◆ Page text
^^^^^^^^
Jharra Chhetri () are the subgroup of the Chhetri caste who are socio-religiously considered the purest among all Chhetri subcastes. Jharra Chhetri wear the six threaded Janai (sacred thread). Although Khatri Chhetri and Matwali Chhetris or Pawai Chhetri outnumber Jharras but almost all Notable people from Chhetri community are exclusively Jharras like Bogati, Basnet/Basnyat,Thapa, Karki, Kunwar, Khadka, Budathoki, Katuwal, Mahat and so on.  

Jharra Chhetri  are Kshatriya in Hindu Social status. They follow Bratabandha ceremony and proclaim a caste-based supremacy over other Kshatriya communities like Thakuri (Rajputs) and Pawei Khasa Chhetri based on the socio-religious gradation of purity. Most of them were historically warriors' nobility ruler's administrator or government official as their surname suggest. 

Jharra Chhetris with heterogenous surnames are also called as Bahuthariya, such as Thapa (Bagale/Lamichhane/Godar/Suyal/Puwar), Karki (Mudula/Lama/Sutar), Basnet (Khaptari/Shripali/Khulal), Khadka (Kalikote/Puwar/Khulal) whereas those with homogenous are known as "Ekthariyas" like Rayamajhi, Katwal, Raut, Kkunwar etc. They are mostly descendants of different rank holding Indo-Aryan people in different feudal kingdoms of Medieval Himalayas.

Jharra Chhetris are strict Tagadhari hindus  to the extent that Jharras who consumed alcohol and pork were even degraded to Matwali Chhetri (liquor drinkers) and robbed from Jharra status.

Etymology and Background

The meaning of the terminology "Jharra" is 'pure' and 'unpolluted' while the terminology "Chhetri" is a direct derivative or a Nepalese vernacular of the Sanskrit word Kshatriya.

Chhetri Background

Chhetris along with Brahmins and Thakuris are considered among the twice born castes called Tagadhari in Nepal and they wear the sacred thread called the Yagnopavita. Chhetris are considered among the Pahadi caste groups and they speak Nepali language as their mother tongue which is highly influenced by Sanskrit. Maternal cousin marriages are considered incest and are strictly forbidden among all Chhetri subcastes.

Culture and Traditions

Definition and distinction with Thima
They are strict hindus . Hypergamous marriages are traditionally considered acceptable among Chhetris. The children born from the union of a Chhetri man and his married Chhetri wife are considered "Jharrā" (meaning: 'pure') while those children born from the union of a Chhetri man and a Matwali woman or a Chhetri widow are considered "Thimā" (meaning: 'hybrid'). Jharrā children are traditionally assigned a higher ritual status above the Thimā children. 

A Jharra Chhetri would accept ritually relevant food items from only among respective Jharra Chhetris in terms of traditional touchability. They were demoted to Matwali Chhetri if they consumed foods like Pork Alcohol etc in different places.  During the rituals of annual sacrifice to the clan deities, only Jharra Chhetris would be allowed to enter into the inner sphere of the shrine.
^^^^^^^^
◆ Set exercise
Set down word for word the part of the passage on the Jharra Chhetri starting with "Jharra Chhetris with" and going on through "from Jharra status.". The lines that follow bear no relation to the passage on the Jharra Chhetri.

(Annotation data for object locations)
^^^^^^^^
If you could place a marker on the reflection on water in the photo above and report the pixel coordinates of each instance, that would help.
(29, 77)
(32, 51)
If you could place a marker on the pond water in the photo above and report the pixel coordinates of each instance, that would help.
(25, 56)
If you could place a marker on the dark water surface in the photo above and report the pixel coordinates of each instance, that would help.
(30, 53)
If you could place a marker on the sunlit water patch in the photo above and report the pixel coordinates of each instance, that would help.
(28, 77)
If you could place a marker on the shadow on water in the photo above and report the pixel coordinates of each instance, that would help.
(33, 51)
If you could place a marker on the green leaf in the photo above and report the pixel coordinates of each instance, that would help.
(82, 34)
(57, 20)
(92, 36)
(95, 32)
^^^^^^^^
◆ Answer for this exercise
Jharra Chhetris with heterogenous surnames are also called as Bahuthariya, such as Thapa (Bagale/Lamichhane/Godar/Suyal/Puwar), Karki (Mudula/Lama/Sutar), Basnet (Khaptari/Shripali/Khulal), Khadka (Kalikote/Puwar/Khulal) whereas those with homogenous are known as "Ekthariyas" like Rayamajhi, Katwal, Raut, Kkunwar etc. They are mostly descendants of different rank holding Indo-Aryan people in different feudal kingdoms of Medieval Himalayas.

Jharra Chhetris are strict Tagadhari hindus  to the extent that Jharras who consumed alcohol and pork were even degraded to Matwali Chhetri (liquor drinkers) and robbed from Jharra status.